** Opening Exercise data block **

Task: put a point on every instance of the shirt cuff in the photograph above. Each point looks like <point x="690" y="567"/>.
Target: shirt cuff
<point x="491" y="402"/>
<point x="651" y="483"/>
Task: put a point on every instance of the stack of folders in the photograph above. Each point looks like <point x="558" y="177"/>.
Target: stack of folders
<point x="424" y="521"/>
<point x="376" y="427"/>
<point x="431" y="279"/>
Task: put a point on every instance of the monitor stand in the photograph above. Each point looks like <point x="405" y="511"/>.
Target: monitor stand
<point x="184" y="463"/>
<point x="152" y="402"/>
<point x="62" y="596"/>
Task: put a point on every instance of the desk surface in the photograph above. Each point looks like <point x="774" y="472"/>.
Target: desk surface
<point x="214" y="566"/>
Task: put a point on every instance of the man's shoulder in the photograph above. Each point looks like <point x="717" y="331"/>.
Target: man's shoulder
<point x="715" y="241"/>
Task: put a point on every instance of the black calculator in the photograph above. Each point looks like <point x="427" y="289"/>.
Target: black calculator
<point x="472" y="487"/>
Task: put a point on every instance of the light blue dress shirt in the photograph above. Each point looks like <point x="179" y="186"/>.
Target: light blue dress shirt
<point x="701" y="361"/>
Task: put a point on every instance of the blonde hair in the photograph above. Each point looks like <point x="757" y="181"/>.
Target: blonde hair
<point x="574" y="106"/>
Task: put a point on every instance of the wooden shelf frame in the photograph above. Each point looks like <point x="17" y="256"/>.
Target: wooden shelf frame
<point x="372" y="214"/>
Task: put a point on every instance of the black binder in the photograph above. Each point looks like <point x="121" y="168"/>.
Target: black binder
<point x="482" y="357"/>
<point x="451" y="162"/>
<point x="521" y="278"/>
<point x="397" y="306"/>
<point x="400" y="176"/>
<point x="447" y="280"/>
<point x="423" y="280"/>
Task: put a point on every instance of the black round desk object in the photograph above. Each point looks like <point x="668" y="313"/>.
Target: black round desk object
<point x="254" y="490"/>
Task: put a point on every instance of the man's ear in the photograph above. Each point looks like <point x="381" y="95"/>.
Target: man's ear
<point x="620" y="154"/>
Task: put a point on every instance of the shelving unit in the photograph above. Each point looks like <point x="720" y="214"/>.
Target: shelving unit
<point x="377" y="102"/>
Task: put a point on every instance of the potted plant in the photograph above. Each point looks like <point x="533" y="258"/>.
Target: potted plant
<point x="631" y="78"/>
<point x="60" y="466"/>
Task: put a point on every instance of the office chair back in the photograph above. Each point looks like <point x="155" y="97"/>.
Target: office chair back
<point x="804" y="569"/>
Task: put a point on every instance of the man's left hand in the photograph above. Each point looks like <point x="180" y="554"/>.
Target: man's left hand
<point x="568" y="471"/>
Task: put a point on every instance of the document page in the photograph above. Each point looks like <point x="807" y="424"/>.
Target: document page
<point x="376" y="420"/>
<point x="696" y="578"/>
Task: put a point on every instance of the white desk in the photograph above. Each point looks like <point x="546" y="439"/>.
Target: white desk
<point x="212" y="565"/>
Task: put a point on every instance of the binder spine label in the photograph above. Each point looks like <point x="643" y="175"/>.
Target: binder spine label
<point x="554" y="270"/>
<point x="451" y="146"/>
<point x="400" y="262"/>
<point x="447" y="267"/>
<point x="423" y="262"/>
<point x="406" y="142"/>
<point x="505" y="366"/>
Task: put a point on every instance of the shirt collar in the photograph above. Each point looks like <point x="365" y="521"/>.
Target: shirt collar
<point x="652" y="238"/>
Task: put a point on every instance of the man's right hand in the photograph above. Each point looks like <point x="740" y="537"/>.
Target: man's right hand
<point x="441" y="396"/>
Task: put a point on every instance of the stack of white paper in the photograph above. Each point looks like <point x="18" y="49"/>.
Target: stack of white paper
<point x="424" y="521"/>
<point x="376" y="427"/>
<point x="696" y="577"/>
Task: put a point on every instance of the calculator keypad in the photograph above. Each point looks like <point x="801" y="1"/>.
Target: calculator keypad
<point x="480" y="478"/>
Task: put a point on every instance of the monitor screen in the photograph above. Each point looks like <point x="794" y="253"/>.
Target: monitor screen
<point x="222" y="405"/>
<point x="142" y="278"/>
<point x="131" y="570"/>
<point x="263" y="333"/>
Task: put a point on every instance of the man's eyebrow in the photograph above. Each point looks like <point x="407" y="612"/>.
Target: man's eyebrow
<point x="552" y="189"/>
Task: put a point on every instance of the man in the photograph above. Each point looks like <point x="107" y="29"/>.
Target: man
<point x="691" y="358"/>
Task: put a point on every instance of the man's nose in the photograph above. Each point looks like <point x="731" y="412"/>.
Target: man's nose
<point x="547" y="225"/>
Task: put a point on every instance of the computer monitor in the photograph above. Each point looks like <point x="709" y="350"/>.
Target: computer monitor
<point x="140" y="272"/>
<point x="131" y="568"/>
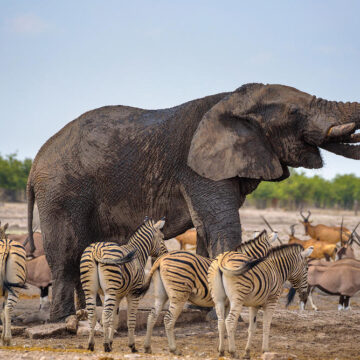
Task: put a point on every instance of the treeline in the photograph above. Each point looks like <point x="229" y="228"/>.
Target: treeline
<point x="14" y="172"/>
<point x="299" y="190"/>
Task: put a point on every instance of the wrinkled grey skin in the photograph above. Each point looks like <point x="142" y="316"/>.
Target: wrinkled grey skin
<point x="98" y="177"/>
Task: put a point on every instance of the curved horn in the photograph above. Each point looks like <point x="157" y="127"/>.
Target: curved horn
<point x="341" y="130"/>
<point x="353" y="232"/>
<point x="292" y="229"/>
<point x="309" y="213"/>
<point x="342" y="221"/>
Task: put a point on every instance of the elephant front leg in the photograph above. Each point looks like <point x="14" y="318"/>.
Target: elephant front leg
<point x="62" y="304"/>
<point x="214" y="210"/>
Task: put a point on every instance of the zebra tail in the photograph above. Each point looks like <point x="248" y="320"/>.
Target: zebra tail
<point x="118" y="261"/>
<point x="145" y="287"/>
<point x="9" y="286"/>
<point x="290" y="297"/>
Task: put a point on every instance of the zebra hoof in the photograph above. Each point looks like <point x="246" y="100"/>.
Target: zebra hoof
<point x="6" y="341"/>
<point x="176" y="352"/>
<point x="234" y="355"/>
<point x="107" y="347"/>
<point x="147" y="350"/>
<point x="132" y="348"/>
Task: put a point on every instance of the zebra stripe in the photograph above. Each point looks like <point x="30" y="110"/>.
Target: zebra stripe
<point x="12" y="278"/>
<point x="255" y="283"/>
<point x="181" y="276"/>
<point x="118" y="271"/>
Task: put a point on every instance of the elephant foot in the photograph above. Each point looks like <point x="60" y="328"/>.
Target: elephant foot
<point x="175" y="352"/>
<point x="132" y="348"/>
<point x="147" y="350"/>
<point x="6" y="341"/>
<point x="107" y="347"/>
<point x="234" y="355"/>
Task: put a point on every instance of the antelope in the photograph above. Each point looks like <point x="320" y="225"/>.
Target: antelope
<point x="329" y="234"/>
<point x="338" y="278"/>
<point x="321" y="249"/>
<point x="188" y="237"/>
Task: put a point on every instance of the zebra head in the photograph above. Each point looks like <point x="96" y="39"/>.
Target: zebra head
<point x="298" y="276"/>
<point x="158" y="247"/>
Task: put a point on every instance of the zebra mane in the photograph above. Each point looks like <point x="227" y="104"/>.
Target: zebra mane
<point x="273" y="252"/>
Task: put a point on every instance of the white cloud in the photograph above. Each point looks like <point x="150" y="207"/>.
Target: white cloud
<point x="26" y="24"/>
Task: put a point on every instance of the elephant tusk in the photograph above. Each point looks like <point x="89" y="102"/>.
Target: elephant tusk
<point x="341" y="130"/>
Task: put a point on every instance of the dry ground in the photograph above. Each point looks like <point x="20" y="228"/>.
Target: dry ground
<point x="326" y="334"/>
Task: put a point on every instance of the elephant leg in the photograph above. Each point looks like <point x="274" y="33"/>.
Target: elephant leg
<point x="62" y="304"/>
<point x="214" y="209"/>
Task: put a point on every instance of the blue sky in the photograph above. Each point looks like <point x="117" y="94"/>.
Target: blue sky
<point x="59" y="59"/>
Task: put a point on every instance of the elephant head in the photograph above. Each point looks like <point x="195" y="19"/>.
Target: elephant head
<point x="258" y="130"/>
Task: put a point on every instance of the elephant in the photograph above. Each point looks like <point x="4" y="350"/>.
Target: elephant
<point x="98" y="177"/>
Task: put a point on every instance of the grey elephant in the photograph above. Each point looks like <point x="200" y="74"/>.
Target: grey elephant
<point x="98" y="177"/>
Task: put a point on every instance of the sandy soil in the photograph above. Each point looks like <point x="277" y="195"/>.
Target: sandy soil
<point x="326" y="334"/>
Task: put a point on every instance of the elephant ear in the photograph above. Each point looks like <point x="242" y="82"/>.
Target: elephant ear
<point x="229" y="142"/>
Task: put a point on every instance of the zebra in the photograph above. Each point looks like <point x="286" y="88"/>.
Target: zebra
<point x="117" y="271"/>
<point x="12" y="278"/>
<point x="255" y="283"/>
<point x="181" y="276"/>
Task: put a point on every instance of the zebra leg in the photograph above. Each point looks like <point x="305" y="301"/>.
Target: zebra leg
<point x="160" y="299"/>
<point x="115" y="321"/>
<point x="347" y="303"/>
<point x="175" y="308"/>
<point x="231" y="324"/>
<point x="267" y="317"/>
<point x="311" y="300"/>
<point x="108" y="318"/>
<point x="251" y="330"/>
<point x="220" y="313"/>
<point x="8" y="308"/>
<point x="133" y="303"/>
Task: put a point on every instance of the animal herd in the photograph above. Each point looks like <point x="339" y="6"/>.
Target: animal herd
<point x="253" y="275"/>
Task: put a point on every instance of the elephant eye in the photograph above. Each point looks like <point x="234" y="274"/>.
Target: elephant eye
<point x="294" y="110"/>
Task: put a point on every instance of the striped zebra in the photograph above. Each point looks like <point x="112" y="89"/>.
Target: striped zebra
<point x="12" y="278"/>
<point x="117" y="271"/>
<point x="181" y="276"/>
<point x="255" y="283"/>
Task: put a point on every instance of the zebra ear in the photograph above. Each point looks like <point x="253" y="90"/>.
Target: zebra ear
<point x="306" y="253"/>
<point x="159" y="225"/>
<point x="272" y="237"/>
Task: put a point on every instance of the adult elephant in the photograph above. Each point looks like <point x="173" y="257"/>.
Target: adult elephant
<point x="98" y="177"/>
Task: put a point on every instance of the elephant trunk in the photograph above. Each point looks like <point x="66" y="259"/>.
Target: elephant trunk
<point x="341" y="135"/>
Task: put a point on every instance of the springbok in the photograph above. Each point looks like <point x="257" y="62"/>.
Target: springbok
<point x="321" y="249"/>
<point x="329" y="234"/>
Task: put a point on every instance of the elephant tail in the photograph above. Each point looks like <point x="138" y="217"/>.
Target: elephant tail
<point x="31" y="201"/>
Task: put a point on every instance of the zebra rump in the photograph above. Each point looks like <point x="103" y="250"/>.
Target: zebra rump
<point x="119" y="261"/>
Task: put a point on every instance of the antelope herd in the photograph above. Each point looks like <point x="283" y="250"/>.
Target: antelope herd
<point x="252" y="275"/>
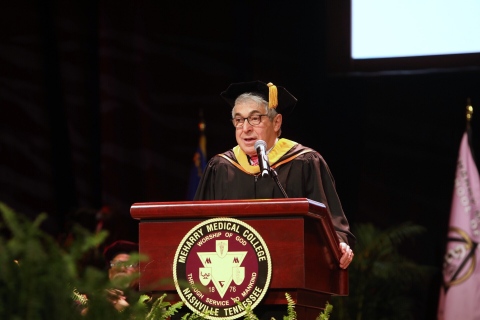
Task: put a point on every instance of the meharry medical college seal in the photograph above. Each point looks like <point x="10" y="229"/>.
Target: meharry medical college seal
<point x="221" y="262"/>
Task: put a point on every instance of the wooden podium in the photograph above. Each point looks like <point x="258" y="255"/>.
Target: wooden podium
<point x="298" y="232"/>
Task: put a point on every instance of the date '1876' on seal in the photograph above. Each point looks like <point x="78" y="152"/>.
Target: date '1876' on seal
<point x="221" y="266"/>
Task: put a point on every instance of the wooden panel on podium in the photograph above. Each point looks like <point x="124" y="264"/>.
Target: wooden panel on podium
<point x="298" y="232"/>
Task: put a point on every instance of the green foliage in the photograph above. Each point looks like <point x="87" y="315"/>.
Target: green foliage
<point x="40" y="279"/>
<point x="381" y="278"/>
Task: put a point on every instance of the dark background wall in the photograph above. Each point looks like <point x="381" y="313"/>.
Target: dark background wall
<point x="100" y="105"/>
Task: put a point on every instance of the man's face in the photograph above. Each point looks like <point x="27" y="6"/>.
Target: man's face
<point x="121" y="268"/>
<point x="247" y="134"/>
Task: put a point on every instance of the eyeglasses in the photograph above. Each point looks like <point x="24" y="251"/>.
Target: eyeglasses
<point x="254" y="120"/>
<point x="123" y="264"/>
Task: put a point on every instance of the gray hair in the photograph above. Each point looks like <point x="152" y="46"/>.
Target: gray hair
<point x="244" y="97"/>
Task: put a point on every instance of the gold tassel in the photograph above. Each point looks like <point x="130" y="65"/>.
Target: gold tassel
<point x="272" y="96"/>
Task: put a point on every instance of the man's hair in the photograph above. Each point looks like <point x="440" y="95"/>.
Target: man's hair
<point x="248" y="96"/>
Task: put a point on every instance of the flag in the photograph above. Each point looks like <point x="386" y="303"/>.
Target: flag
<point x="460" y="292"/>
<point x="199" y="161"/>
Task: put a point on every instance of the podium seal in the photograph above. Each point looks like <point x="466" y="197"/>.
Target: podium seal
<point x="221" y="266"/>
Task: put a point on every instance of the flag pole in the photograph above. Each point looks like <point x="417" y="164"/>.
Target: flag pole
<point x="469" y="111"/>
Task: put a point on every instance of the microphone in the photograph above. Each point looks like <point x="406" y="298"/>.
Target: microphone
<point x="261" y="148"/>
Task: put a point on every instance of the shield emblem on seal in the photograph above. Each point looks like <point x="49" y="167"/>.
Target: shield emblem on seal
<point x="238" y="275"/>
<point x="205" y="275"/>
<point x="222" y="248"/>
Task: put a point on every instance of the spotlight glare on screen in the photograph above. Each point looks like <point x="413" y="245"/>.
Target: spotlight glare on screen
<point x="408" y="28"/>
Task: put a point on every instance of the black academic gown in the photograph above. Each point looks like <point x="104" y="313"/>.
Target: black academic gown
<point x="302" y="172"/>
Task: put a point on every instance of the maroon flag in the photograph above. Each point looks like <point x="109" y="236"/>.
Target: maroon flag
<point x="460" y="293"/>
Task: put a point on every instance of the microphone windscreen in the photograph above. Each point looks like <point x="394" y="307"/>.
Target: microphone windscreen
<point x="260" y="143"/>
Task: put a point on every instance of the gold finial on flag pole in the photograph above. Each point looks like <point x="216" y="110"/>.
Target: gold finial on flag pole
<point x="469" y="110"/>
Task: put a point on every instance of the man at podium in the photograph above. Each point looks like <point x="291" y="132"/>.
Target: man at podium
<point x="264" y="166"/>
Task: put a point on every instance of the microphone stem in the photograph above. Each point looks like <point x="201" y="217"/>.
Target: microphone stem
<point x="275" y="178"/>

** Closing Exercise data block **

- Your instructions -
Lines to set down from above: the line with "Target: calculator keypad", the line with "Task: put a point on every instance of the computer", and every line between, each exactly as written.

- Task response -
Target: calculator keypad
<point x="480" y="478"/>
Task: put a point on every instance of the monitor screen in the photograph above. Each point looks like <point x="794" y="253"/>.
Target: monitor screen
<point x="222" y="405"/>
<point x="142" y="278"/>
<point x="131" y="570"/>
<point x="263" y="333"/>
Task: put a point on every instance of the man's eyebrow in the photograph above. Each point looks like <point x="407" y="612"/>.
Target: man's eyebrow
<point x="552" y="189"/>
Task: put a point on every instance of the man in the photograph above. Each point looks like <point x="107" y="29"/>.
Target: man
<point x="691" y="358"/>
Task: put a point on every instance of the man's nose in the photograph above. Each point looks like <point x="731" y="412"/>.
Target: man's nose
<point x="547" y="225"/>
Task: put a point on every instance of the computer monitor in the photograph above. Each point looks like <point x="709" y="350"/>.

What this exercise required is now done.